### DO THIS:
Write the next part of the forum thread about clicker training dogs, picking up right after its last line.

### EXCERPTED TEXT:
++++++++++
Thanks to both of you-that is exactly what I needed to know-how to do the very first thing-I should have asked it as that. 

So I tried this with the dog I thought might have a hard time getting the clicker-Mariele with the head injury. And I was wrong. After about 5 clicks she started doing sits and downs automatically to see if that would get her a click and a treat-I was astounded. She was staring at the clicker too-I am not sure if that is right or not-but it was cute. Like click, dangit! It may be like with kids and learning styles-this might be the thing that really helps her learn more easily (if I can learn it myself). 

I think Bruno might like this. That is who I got it for, for his excessive barking. He's a yippy dog, sad to say. But very quick and likes things moving fast. 

The mouth clicking has worked wonders with Anna, so I am excited to start this with the rest of the group. Glad I saw this thread because the problem has been how noisy the clickers are (for all of us).


----------



## Spiritsmam (Nov 10, 2007)
++++++++++
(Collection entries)

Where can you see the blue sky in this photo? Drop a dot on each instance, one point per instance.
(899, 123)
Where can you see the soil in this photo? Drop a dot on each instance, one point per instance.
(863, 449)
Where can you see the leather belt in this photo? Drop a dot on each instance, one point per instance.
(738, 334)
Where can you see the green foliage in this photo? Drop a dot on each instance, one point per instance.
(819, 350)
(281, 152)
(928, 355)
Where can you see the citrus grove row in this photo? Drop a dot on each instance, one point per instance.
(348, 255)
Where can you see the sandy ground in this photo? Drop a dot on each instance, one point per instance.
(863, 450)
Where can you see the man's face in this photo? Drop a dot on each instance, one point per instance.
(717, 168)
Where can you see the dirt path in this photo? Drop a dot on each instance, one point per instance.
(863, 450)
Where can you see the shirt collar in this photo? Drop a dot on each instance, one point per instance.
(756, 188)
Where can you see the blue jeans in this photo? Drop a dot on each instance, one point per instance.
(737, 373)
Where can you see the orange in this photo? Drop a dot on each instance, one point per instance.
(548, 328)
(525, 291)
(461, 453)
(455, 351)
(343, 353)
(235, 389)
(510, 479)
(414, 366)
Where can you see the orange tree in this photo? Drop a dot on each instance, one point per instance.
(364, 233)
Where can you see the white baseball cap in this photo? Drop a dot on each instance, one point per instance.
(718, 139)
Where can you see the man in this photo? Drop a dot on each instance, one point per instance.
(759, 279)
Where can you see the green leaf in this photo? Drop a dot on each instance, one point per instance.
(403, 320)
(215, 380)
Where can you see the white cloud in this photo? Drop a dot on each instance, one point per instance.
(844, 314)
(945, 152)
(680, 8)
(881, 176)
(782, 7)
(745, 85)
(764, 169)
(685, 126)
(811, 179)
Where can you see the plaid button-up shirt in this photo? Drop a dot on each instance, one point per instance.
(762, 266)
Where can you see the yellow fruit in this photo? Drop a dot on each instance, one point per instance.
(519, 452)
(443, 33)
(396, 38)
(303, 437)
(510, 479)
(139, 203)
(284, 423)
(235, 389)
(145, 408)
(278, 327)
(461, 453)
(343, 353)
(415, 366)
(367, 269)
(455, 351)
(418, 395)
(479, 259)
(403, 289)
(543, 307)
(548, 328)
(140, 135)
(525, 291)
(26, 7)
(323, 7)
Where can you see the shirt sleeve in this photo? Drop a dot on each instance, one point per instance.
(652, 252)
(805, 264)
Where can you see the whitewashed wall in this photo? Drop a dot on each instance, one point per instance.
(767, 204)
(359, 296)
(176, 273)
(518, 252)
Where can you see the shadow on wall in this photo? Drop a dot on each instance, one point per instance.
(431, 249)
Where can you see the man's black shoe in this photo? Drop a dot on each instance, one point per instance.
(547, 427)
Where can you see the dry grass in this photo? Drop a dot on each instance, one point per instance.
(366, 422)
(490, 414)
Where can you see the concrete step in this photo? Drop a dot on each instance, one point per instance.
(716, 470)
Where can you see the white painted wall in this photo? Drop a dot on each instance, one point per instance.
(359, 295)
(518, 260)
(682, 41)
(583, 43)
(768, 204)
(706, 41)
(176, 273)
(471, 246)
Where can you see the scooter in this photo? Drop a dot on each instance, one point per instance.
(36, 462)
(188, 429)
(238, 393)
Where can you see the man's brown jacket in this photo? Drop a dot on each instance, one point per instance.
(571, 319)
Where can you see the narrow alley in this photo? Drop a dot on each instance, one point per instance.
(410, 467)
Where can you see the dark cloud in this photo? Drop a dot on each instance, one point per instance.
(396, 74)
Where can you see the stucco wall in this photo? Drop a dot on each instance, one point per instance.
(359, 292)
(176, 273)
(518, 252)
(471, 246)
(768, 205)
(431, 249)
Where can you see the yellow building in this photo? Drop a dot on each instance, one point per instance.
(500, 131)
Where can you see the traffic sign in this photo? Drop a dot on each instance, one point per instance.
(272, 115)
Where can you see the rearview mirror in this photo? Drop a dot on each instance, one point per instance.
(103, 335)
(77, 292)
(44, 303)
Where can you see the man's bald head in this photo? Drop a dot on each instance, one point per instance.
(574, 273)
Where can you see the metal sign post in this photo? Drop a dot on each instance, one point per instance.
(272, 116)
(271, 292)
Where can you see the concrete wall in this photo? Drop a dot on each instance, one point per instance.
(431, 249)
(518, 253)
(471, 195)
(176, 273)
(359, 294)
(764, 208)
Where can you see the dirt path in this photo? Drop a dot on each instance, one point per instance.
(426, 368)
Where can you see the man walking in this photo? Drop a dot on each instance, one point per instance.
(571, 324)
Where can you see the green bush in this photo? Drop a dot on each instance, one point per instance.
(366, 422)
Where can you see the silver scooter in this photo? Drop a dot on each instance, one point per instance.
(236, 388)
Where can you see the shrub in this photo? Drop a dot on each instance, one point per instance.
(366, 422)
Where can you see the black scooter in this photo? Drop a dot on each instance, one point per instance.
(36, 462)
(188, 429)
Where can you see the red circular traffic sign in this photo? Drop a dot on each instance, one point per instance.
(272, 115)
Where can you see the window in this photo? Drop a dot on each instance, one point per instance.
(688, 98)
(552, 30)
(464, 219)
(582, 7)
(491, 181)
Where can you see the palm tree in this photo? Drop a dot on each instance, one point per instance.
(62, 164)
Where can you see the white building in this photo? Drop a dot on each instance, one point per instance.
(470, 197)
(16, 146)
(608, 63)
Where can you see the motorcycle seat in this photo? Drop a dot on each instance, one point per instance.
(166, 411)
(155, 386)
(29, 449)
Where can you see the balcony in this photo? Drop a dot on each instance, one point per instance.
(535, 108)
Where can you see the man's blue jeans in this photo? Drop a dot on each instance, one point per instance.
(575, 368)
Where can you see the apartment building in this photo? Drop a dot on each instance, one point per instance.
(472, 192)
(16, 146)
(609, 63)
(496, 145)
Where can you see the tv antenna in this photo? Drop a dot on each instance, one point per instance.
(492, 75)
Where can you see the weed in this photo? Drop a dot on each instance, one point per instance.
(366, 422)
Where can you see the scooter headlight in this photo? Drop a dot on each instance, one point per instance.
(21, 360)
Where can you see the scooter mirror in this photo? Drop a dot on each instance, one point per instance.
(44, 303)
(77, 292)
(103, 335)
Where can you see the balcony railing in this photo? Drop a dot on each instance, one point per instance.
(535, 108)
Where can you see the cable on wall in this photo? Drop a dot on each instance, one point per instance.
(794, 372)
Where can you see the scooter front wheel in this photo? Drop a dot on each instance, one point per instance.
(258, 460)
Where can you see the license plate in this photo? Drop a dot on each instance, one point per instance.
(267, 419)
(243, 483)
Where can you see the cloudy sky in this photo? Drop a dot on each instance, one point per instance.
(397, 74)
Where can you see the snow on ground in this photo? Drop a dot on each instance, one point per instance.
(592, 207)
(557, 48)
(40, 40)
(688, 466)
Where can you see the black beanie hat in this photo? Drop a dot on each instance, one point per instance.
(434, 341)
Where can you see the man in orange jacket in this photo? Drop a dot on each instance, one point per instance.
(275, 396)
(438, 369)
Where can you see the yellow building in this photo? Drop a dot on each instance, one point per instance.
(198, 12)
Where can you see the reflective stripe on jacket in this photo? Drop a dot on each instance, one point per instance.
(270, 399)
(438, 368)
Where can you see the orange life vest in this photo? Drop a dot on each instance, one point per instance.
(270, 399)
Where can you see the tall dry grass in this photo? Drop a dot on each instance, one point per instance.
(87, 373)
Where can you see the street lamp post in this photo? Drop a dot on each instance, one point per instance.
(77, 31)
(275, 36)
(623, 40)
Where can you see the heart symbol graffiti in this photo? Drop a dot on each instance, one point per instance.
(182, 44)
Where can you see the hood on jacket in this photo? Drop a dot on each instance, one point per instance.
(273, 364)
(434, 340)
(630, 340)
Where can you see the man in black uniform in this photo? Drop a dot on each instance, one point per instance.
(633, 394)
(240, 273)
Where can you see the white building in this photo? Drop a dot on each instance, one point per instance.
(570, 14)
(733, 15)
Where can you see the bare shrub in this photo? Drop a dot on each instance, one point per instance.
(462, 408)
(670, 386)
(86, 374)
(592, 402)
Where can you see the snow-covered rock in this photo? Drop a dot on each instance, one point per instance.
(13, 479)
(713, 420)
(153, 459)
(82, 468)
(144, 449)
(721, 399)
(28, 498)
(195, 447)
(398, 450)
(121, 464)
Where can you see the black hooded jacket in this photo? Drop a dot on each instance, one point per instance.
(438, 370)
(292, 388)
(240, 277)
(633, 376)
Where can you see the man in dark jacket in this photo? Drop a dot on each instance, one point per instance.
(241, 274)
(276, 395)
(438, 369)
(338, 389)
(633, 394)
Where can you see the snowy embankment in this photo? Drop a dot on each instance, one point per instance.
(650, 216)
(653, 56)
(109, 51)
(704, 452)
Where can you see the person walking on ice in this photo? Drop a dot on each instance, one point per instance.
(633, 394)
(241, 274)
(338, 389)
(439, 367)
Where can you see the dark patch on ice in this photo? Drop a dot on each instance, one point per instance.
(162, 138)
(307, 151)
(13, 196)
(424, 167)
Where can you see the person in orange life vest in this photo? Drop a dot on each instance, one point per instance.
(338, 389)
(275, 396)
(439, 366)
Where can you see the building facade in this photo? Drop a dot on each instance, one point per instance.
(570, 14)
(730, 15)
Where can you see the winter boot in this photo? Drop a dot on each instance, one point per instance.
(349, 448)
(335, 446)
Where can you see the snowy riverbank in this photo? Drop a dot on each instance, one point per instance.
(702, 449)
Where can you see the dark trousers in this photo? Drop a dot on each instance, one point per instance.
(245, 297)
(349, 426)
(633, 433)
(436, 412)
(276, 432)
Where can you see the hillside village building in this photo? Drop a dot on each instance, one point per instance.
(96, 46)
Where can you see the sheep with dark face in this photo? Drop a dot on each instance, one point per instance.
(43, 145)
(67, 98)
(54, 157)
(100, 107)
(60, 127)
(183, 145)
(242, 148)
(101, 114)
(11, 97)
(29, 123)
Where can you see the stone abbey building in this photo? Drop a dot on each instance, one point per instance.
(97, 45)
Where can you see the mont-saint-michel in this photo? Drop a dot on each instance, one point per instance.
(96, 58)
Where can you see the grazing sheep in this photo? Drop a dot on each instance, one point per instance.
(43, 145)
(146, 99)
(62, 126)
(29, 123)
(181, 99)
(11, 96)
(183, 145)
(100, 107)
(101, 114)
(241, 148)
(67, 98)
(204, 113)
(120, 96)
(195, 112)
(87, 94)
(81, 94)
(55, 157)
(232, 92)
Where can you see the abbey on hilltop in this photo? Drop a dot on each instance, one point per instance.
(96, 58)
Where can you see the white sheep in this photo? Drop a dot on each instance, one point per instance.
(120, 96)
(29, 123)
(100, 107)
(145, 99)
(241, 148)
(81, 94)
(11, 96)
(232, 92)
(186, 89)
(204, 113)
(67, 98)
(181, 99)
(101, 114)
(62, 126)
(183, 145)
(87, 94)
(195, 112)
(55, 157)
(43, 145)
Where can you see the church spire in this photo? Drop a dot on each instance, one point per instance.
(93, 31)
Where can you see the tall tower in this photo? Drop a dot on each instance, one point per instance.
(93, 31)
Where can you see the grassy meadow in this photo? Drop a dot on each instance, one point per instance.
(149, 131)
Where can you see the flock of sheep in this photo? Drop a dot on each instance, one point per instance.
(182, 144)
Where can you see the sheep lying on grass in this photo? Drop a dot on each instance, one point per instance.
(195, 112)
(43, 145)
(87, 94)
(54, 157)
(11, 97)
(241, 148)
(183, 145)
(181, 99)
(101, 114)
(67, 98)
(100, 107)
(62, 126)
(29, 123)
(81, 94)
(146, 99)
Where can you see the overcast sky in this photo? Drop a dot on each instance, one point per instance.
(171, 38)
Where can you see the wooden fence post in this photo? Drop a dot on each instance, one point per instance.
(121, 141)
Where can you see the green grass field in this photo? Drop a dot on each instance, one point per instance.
++++++++++
### RESPONSE TO THE TASK:
So I had an old style clicker that I started off training Sam with. Then I bought one of Karen Pryor's clicker training kit complete with an i-click. I tried it with Sam and he gave me what I can only describe as a "you must be kidding" look, turning round and walking away. I tried starting again to condition him to the new clicker but he wasn't having any of it. I eventually gave up, went back to the older, louder clicker and he was right there at my feet!


----------



## JeanKBBMMMAAN (May 11, 2005)

HA! My dogs ran and hid! Did I mention that none appear to have been bred for temperament?







I







them.


----------



## DancingCavy (Feb 19, 2001)

Awww Jean. You made me blush.









If you find your guys are watching the clicker too much, you can put it behind your back when you're working. That way they focus on you and not the clicker.

I'm so glad to hear it's working so well already. Told you those lightbulbs would turn on.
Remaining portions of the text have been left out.